*Required work:* Reproduce the rows below word for word, starting at the line that contains "Reviewer note: every instance of the cardboard box on floor" and ending at the final line of the rows, with both of those lines included.

--- BEGIN Exercise data ---

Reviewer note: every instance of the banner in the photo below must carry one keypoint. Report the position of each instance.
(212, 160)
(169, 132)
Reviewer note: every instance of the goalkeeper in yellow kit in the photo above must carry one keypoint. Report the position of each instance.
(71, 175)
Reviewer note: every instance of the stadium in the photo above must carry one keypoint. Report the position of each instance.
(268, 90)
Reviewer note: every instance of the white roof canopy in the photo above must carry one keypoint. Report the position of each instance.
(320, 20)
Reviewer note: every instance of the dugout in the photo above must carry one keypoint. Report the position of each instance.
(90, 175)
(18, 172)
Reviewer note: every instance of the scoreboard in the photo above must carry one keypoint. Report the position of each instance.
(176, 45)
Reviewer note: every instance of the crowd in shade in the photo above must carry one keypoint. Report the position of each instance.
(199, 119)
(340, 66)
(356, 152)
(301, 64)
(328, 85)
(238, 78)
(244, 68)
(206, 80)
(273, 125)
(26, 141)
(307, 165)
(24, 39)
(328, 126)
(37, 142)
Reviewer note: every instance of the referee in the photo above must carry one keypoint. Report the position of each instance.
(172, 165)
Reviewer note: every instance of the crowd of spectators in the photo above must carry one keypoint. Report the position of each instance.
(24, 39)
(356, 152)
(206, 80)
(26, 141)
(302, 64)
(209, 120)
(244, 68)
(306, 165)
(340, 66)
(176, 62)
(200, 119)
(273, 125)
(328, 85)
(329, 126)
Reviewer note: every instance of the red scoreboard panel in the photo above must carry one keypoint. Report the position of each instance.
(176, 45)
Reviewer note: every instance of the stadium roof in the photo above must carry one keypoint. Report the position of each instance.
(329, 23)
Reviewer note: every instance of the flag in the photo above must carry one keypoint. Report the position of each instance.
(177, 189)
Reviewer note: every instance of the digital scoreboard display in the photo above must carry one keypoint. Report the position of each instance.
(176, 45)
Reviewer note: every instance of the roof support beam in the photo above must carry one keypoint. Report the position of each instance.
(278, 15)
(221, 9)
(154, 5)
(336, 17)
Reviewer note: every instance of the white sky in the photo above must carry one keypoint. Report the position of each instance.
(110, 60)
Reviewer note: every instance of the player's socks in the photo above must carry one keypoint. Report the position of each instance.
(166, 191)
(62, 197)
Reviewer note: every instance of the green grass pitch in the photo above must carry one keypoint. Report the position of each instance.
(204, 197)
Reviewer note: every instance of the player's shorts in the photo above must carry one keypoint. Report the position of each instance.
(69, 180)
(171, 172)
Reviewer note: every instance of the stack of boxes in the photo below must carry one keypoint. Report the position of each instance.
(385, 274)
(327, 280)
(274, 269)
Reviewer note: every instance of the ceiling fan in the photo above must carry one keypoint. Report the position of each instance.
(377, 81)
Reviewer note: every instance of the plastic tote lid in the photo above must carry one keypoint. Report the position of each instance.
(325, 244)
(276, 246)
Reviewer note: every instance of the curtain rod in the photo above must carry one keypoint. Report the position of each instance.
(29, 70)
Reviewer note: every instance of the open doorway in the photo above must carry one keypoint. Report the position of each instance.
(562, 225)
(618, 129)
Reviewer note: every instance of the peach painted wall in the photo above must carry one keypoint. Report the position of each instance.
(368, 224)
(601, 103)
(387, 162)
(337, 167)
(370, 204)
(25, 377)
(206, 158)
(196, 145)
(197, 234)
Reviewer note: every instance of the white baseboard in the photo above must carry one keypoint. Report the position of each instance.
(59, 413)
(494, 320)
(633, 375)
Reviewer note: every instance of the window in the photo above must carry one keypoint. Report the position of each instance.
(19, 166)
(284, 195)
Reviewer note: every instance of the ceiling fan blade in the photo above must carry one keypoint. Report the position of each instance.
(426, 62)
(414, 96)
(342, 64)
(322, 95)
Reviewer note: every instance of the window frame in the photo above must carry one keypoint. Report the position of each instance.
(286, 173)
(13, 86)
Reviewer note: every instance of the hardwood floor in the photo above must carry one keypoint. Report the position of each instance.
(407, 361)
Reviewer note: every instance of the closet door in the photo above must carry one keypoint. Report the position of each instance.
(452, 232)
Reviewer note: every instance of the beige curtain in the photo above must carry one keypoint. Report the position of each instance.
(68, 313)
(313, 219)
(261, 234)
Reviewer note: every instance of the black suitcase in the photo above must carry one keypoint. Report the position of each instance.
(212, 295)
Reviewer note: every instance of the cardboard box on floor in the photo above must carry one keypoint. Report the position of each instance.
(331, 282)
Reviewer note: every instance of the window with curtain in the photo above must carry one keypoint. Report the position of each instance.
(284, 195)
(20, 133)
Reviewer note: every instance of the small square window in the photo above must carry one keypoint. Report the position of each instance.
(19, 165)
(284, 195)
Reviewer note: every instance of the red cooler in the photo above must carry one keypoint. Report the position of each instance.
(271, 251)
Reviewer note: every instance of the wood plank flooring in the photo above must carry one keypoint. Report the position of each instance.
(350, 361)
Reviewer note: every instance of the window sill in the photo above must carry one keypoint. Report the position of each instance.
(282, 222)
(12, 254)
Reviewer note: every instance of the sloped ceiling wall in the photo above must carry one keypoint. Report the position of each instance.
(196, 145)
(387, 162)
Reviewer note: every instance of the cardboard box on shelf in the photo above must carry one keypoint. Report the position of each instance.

--- END Exercise data ---

*Solution to this task:*
Reviewer note: every instance of the cardboard box on floor in the photo above must carry one keypoint. Report the position of each instance.
(331, 282)
Reviewer note: every instance of the window with curtain in the photo above must carry one keypoint. Report the position of each instance.
(284, 195)
(20, 133)
Reviewer note: every instance of the small square window in the photo above must carry one keypoint. Report the position of each instance.
(19, 165)
(284, 195)
Reviewer note: every instance of the red cooler in the photo above must carry one keypoint. Report the position of each instance.
(271, 251)
Reviewer note: every instance of the wood plank flooring in the photo above must carry one keypoint. Report the position of each instance.
(350, 361)
Reviewer note: every instance of the window sill in the photo above must carry one keypoint. Report the position of each instance.
(282, 222)
(12, 254)
Reviewer note: every instance of the sloped ceiling wall in the photo above must carry one keypoint. Report the position of each instance.
(196, 145)
(387, 162)
Reviewer note: every instance of the cardboard box on shelf in the photo above must carry one keypoint. Report the position of each instance.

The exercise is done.